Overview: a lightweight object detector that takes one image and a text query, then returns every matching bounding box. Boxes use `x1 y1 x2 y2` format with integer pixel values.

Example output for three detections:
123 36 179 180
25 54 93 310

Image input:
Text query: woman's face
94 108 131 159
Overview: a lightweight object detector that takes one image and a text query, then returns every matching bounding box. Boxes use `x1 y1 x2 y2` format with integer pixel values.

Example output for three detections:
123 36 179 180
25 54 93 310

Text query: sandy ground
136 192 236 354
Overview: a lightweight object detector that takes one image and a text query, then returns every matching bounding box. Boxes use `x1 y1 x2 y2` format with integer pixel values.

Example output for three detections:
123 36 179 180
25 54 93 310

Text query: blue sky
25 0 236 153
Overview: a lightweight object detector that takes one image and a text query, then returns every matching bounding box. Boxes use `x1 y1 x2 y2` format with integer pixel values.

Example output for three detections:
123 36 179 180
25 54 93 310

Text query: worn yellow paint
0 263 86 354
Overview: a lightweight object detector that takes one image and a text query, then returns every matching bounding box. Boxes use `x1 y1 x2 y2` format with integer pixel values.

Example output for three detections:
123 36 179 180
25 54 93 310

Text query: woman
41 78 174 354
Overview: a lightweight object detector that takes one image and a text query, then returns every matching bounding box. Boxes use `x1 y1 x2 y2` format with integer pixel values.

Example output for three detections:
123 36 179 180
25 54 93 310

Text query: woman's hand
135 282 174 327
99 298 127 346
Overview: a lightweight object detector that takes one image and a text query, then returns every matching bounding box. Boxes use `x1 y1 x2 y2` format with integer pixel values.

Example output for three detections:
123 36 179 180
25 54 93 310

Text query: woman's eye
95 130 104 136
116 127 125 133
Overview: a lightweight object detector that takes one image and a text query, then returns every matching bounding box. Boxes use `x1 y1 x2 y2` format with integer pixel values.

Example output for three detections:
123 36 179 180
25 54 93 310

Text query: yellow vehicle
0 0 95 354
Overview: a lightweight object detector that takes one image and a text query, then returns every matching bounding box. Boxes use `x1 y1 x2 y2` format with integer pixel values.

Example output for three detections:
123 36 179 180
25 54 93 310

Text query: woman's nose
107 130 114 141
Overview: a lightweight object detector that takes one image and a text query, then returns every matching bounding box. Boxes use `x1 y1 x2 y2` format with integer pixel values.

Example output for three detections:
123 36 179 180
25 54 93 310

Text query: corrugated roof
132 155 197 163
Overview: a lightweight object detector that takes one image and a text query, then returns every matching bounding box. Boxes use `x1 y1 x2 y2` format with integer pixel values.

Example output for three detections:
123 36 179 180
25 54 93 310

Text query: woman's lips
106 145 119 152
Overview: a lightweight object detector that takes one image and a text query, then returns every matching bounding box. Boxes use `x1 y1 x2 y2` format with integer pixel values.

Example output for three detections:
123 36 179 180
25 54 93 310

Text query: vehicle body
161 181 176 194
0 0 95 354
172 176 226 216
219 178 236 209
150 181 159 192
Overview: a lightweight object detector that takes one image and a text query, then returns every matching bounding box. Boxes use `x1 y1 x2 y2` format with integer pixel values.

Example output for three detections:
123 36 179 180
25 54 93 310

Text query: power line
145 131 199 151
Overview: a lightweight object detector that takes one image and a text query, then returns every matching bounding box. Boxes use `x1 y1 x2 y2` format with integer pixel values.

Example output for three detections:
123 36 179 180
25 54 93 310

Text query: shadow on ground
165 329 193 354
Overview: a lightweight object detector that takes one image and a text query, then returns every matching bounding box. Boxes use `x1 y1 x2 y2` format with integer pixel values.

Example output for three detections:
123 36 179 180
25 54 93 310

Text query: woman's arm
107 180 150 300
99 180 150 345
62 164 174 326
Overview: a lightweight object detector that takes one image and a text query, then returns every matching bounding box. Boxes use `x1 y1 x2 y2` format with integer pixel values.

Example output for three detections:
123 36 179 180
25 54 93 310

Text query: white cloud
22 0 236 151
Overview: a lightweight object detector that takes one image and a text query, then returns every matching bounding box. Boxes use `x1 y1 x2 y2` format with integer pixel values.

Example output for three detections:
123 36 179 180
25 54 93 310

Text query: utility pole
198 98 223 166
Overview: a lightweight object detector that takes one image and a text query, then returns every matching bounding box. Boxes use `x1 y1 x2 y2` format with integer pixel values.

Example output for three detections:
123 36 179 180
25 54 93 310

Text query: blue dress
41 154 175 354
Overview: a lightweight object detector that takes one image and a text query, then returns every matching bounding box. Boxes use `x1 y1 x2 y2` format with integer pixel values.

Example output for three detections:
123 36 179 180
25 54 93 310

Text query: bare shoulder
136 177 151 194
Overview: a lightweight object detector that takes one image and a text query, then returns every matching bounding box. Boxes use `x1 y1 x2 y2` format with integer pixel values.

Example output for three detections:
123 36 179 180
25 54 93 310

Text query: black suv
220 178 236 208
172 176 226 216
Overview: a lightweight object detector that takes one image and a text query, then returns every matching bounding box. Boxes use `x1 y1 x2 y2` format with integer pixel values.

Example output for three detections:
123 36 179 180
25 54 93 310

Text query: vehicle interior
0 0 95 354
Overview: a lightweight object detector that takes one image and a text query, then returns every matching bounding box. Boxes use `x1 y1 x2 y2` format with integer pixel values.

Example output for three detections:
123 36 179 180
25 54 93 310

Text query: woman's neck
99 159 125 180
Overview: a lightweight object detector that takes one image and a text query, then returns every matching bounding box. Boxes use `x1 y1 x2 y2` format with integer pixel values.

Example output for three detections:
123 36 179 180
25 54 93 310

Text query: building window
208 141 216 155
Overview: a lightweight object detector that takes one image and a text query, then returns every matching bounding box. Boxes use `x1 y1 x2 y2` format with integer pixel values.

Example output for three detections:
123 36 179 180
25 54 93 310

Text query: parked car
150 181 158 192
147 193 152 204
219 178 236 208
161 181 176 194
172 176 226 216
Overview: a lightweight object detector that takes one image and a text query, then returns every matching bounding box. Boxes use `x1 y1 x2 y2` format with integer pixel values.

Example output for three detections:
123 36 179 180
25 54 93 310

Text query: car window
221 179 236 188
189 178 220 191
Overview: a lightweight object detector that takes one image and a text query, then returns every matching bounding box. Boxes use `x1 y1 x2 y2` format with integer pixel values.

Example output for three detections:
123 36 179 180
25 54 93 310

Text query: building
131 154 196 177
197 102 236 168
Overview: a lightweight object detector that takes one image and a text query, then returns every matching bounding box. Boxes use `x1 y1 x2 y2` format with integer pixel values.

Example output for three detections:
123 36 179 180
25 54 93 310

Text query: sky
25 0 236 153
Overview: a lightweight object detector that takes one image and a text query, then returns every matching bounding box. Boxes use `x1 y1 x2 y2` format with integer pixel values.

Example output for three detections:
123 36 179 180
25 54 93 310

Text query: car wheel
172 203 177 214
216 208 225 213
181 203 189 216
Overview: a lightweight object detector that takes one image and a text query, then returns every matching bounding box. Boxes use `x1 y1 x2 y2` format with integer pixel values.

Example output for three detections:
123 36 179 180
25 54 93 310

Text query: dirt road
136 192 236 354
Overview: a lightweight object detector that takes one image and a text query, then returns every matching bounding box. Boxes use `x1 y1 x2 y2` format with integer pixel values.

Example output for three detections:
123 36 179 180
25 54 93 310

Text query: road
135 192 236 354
____
- Problème court -
Convertissez toutes les lignes de l'ensemble du matériel ci-dessus en une liste numérotée. Omettez les lignes vides.

- Solution du problème -
1. Overview: a lightweight object detector that takes one image and a text query, then returns every matching bounding box. Boxes use `x1 y1 x2 y2` format with integer pixel values.
2. Example output for three detections:
3. 123 36 179 180
4. 25 54 93 310
5. Image input:
6. Text query: woman's face
7. 94 108 131 159
8. Overview: a lightweight object detector that takes one image and a text query, then returns every matching bounding box. Boxes use `x1 y1 x2 y2` format with integer pixel values.
9. Example output for three detections:
10. 123 36 179 180
11. 25 54 93 310
12. Text query: sandy ground
13. 136 192 236 354
14. Overview: a lightweight object detector that takes one image and a text query, then returns every matching bounding box. Boxes use `x1 y1 x2 y2` format with integer pixel values.
15. Example output for three detections:
16. 123 36 179 180
17. 25 54 93 310
18. Text query: blue sky
19. 25 0 236 153
20. Overview: a lightweight object detector that takes one image and a text query, then returns every matching bounding box. Boxes use `x1 y1 x2 y2` format with integer pixel values.
21. Example output for three detections:
22. 123 36 179 180
23. 25 54 93 310
24. Text query: worn yellow paint
25. 0 263 86 354
26. Overview: a lightweight object detector that takes one image and a text query, then returns every matching bounding box. Boxes use `x1 y1 x2 y2` format with integer pixel values.
27. Example output for three detections:
28. 123 36 179 180
29. 25 54 93 310
30. Text query: woman
31. 41 78 174 354
32. Overview: a lightweight object detector that takes one image and a text query, then returns every matching bounding box. Boxes use `x1 y1 x2 y2` format with integer pixel values.
33. Example output for three detections:
34. 123 36 179 180
35. 25 54 93 310
36. Text query: woman's hand
37. 135 282 174 327
38. 99 298 127 346
39. Overview: a lightweight object detector that takes one image and a text query, then returns every matching bounding box. Boxes use `x1 y1 x2 y2` format with integer pixel values.
40. Example output for three detections:
41. 123 36 179 180
42. 25 54 93 310
43. Text query: woman's eye
44. 95 130 104 136
45. 116 127 125 133
46. Overview: a lightweight object detector that takes one image and a text query, then returns every matching bounding box. Boxes use `x1 y1 x2 y2` format with integer pixel values.
47. Example output for three detections:
48. 123 36 179 180
49. 25 54 93 310
50. Text query: yellow vehicle
51. 0 0 95 354
52. Overview: a lightweight object detector that takes one image and a text query, then returns every matching bounding box. Boxes use `x1 y1 x2 y2` format with integer pixel values.
53. Example output for three detections:
54. 123 36 179 180
55. 25 54 93 310
56. Text query: woman's nose
57. 107 130 114 141
58. Overview: a lightweight object detector that takes one image and a text query, then returns every matching bounding box. Boxes use `x1 y1 x2 y2` format with integer pixel values.
59. Example output for three detections:
60. 123 36 179 180
61. 25 54 93 310
62. Text query: corrugated roof
63. 132 155 197 163
64. Overview: a lightweight object detector that takes one image and a text query, then returns every matching bounding box. Boxes use `x1 y1 x2 y2` format with integer pixel values.
65. Example output for three detections:
66. 123 36 179 180
67. 25 54 93 310
68. Text query: woman's lips
69. 106 145 119 152
70. Overview: a lightweight object detector that takes one image and a text query, then returns every matching bounding box. Boxes use `x1 y1 x2 y2` format with integer pixel values.
71. Example output for three detections:
72. 123 36 179 180
73. 25 54 93 310
74. Text query: vehicle body
75. 161 181 176 194
76. 0 0 95 354
77. 172 176 226 216
78. 219 178 236 209
79. 150 181 159 192
80. Overview: a lightweight object detector that takes one image and a text query, then returns every matching bounding box. Boxes use `x1 y1 x2 y2` format with integer pixel values.
81. Example output for three detections:
82. 123 36 179 180
83. 25 54 93 310
84. Text query: power line
85. 145 131 199 151
86. Overview: a lightweight object detector that takes one image and a text query, then returns every matching bounding box. Boxes use `x1 y1 x2 y2` format with integer pixel values.
87. Example output for three detections:
88. 123 36 179 180
89. 25 54 93 310
90. Text query: shadow on ground
91. 165 329 193 354
92. Overview: a lightweight object detector that takes one image and a text query, then returns every matching bounding box. Boxes use `x1 y1 x2 y2` format with integer pixel values.
93. Example output for three detections:
94. 123 36 179 180
95. 25 54 93 310
96. Text query: woman's arm
97. 107 180 150 300
98. 99 180 150 345
99. 62 164 174 326
100. Overview: a lightweight object detector that takes one image and a text query, then returns every matching bounding box. Boxes use `x1 y1 x2 y2` format with integer pixel values.
101. Example output for three detections:
102. 123 36 179 180
103. 25 54 93 310
104. Text query: white cloud
105. 22 0 236 151
106. Overview: a lightweight object detector that takes one image and a text query, then returns every matching bounding box. Boxes use `x1 y1 x2 y2` format with integer pixel values.
107. Example output for three detections:
108. 123 36 179 180
109. 25 54 93 310
110. Text query: utility pole
111. 198 98 223 166
112. Overview: a lightweight object detector that takes one image and a text query, then returns every matching bounding box. Boxes use `x1 y1 x2 y2` format with integer pixel values.
113. Example output for three detections:
114. 123 36 179 180
115. 25 54 93 310
116. Text query: blue dress
117. 41 154 175 354
118. Overview: a lightweight object detector that takes one image and a text query, then returns every matching bounding box. Boxes use `x1 y1 x2 y2` format with integer pixel values.
119. Example output for three detections:
120. 123 36 179 180
121. 25 54 93 310
122. Text query: bare shoulder
123. 136 177 151 194
124. Overview: a lightweight object detector that takes one image and a text query, then returns every matching bounding box. Boxes use `x1 y1 x2 y2` format with integer pixel values.
125. Example output for three detections:
126. 123 36 179 180
127. 25 54 93 310
128. Text query: black suv
129. 220 178 236 208
130. 172 176 226 216
131. Overview: a lightweight object detector that takes one image and a text query, then returns every matching bounding box. Boxes use `x1 y1 x2 y2` format with integer pixel values.
132. Example output for three detections:
133. 123 36 179 180
134. 25 54 93 310
135. Text query: vehicle interior
136. 0 0 95 354
137. Overview: a lightweight object detector that takes one image and a text query, then returns every matching bounding box. Boxes use `x1 y1 x2 y2` format with integer pixel values.
138. Example output for three detections:
139. 123 36 179 180
140. 25 54 93 310
141. Text query: woman's neck
142. 99 159 125 180
143. Overview: a lightweight object detector that takes one image and a text query, then returns every matching bounding box. Boxes use `x1 y1 x2 y2` format with integer pixel values.
144. Example output for three detections:
145. 123 36 179 180
146. 25 54 93 310
147. Text query: building window
148. 208 141 216 155
149. Overview: a lightweight object detector that takes one image and a text query, then returns every matching bounding box. Boxes use `x1 y1 x2 y2` format with integer pixel values.
150. Example output for three detections:
151. 123 36 179 180
152. 25 54 93 310
153. Text query: parked car
154. 150 181 158 192
155. 147 193 152 204
156. 219 178 236 208
157. 161 181 176 194
158. 172 176 226 216
159. Overview: a lightweight object detector that takes one image and a text query, then returns every matching bounding box. Boxes use `x1 y1 x2 y2` format with integer pixel values.
160. Example output for three detections:
161. 123 36 179 180
162. 25 54 93 310
163. Text query: car window
164. 221 179 236 188
165. 189 178 220 191
166. Overview: a lightweight object detector that takes one image and a text query, then returns every matching bounding box. Boxes use `x1 y1 x2 y2` format with integer pixel values.
167. Example output for three detections:
168. 123 36 179 180
169. 25 54 93 310
170. Text query: building
171. 131 154 196 177
172. 197 102 236 168
173. Overview: a lightweight object detector that takes one image and a text query, then returns every matching bounding box. Boxes use `x1 y1 x2 y2` format with integer pixel values.
174. Example output for three detections:
175. 123 36 179 180
176. 25 54 93 310
177. Text query: sky
178. 25 0 236 153
179. Overview: a lightweight object detector that takes one image and a text query, then returns every matching bounding box. Boxes use `x1 y1 x2 y2` format with integer pixel values.
180. Example output for three detections:
181. 123 36 179 180
182. 25 54 93 310
183. Text query: car wheel
184. 172 203 177 214
185. 216 208 225 213
186. 181 203 189 216
187. Overview: a lightweight object detector that takes one image and a text query, then returns every matching bounding box. Boxes use `x1 y1 x2 y2` format with integer pixel values.
188. Example output for three detections:
189. 123 36 179 180
190. 25 54 93 310
191. Text query: dirt road
192. 136 192 236 354
193. Overview: a lightweight object detector that takes one image and a text query, then returns every matching bounding box. Boxes use `x1 y1 x2 y2` format with integer pixel values.
194. Example output for three detections:
195. 123 36 179 180
196. 25 54 93 310
197. Text query: road
198. 135 192 236 354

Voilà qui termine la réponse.